◆ **Kutipan Teks**
>>>>
Kalau bicara pernikahan, yang terbayang adalah sakral yang diikuti meriah. Ada beberapa kondangan yang sudah saya datangi, yang lalu fotonya bisa saya upload secepat kilat, dengan caption manis, setelah sebelumnya mengucap doa langsung sambil berjabat tangan.
Tapi, pernikahan yang satu ini rasanya tidak bisa semudah itu saya perlakukan dengan sama.
Kenapa?
Karena, yang baru saja menikah adalah separuh hidup saya: kakak kandung perempuan saya, Mba Lala.
Saya lahir 3 tahun setelah Mba Lala. Sama-sama perempuan, tapi dengan sifat yang berbeda. Mba Lala kecil tomboy, rambutnya pendek seperti laki-laki, tapi mulai panjang di kelas 6. Lia kecil suka menangis, apa-apa maunya ikut Mba Lala, suka sekali diberi baju kembar yang sama seperti punya Mba Lala, padahal Mba Lalanya menolak kembar terus-terusan.
Mba Lala semakin dewasa, tapi saya masih saja seperti anak kecil. Mungkin karena saya bungsu kala itu, atau mungkin karena saya telanjur penakut dan manja. Saya merengek kalau diminta melakukan hal baru, berharap Mba Lala bisa melakukannya untuk saya. Saya tidak mau pergi sendirian, asal Mba Lala menemani saya. Saya marah dengan buru-buru, sementara Mba Lala terus menasihati saya untuk tidak sering-sering pasang muka cemberut.
Mba Lala seperti Papa dan Mama kedua yang saya punya.
Saya masuk sekolah 3 tahun setelah Mba Lala. Dari TK sampai SMA (kami selalu masuk ke sekolah yang sama), ada banyak orang yang mengenali saya sebagai “adeknya Lala” (sampai-sampai saya pernah nulis “adeknya Lala” sebagai deskripsi diri saya di Twitter). Baju dan seragam? Apapun yang saya kenakan dan pakai di sekolah, kebanyakan bekas Mba Lala!
Saya punya teman-teman sendiri, sebagaimana Mba Lala. Tapi, waktu saya sakit tertusuk serpihan kayu, sakit perut, atau bahkan kemasukan cicak (semuanya terjadi saat SD), saya tidak berteriak memanggil teman saya. Saya memanggil-manggil Mba Lala, berharap sebentar saja dia datang supaya saya tahu saya tidak apa-apa. Ya, dia memang datang. Saya, yang saat itu menangis, langsung ingin memeluknya, tapi dia menolak karena malu. Atau mungkin karena ingus saya ke mana-mana. Entahlah, menyebalkan! Tapi setidaknya, dia menunggu saya di UKS, sampai Papa datang dan menjemput saya.
Begitu saja, lalu dia kembali ke kelas dengan temannya.
Saya suka sekali bulan April. Siapa sangka, ternyata orang penting saya ini menikah di ‘bulan saya’.
<<<<
◆ **Tujuan 1**
Tolong tulis ulang semua baris catatan data di bawah ini persis sama, tanpa mengubah apa pun.
Kutipan teks ini dan catatan data berasal dari sumber yang berbeda.

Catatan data
>>>>
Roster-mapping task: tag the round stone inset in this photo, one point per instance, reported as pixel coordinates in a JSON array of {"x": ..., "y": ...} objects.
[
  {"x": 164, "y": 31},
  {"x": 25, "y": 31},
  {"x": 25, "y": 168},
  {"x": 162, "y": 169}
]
<<<<
◆ **Tujuan 2**
Tuliskan dengan persis bagian kutipan teks di atas yang dibuka dengan kata-kata berisi "Saya punya teman-teman" dan ditutup dengan "kelas dengan temannya.".

◆ **Jawaban Tugas 1**
Roster-mapping task: tag the round stone inset in this photo, one point per instance, reported as pixel coordinates in a JSON array of {"x": ..., "y": ...} objects.
[
  {"x": 164, "y": 31},
  {"x": 25, "y": 31},
  {"x": 25, "y": 168},
  {"x": 162, "y": 169}
]

◆ **Jawaban Tugas 2**
Saya punya teman-teman sendiri, sebagaimana Mba Lala. Tapi, waktu saya sakit tertusuk serpihan kayu, sakit perut, atau bahkan kemasukan cicak (semuanya terjadi saat SD), saya tidak berteriak memanggil teman saya. Saya memanggil-manggil Mba Lala, berharap sebentar saja dia datang supaya saya tahu saya tidak apa-apa. Ya, dia memang datang. Saya, yang saat itu menangis, langsung ingin memeluknya, tapi dia menolak karena malu. Atau mungkin karena ingus saya ke mana-mana. Entahlah, menyebalkan! Tapi setidaknya, dia menunggu saya di UKS, sampai Papa datang dan menjemput saya.
Begitu saja, lalu dia kembali ke kelas dengan temannya.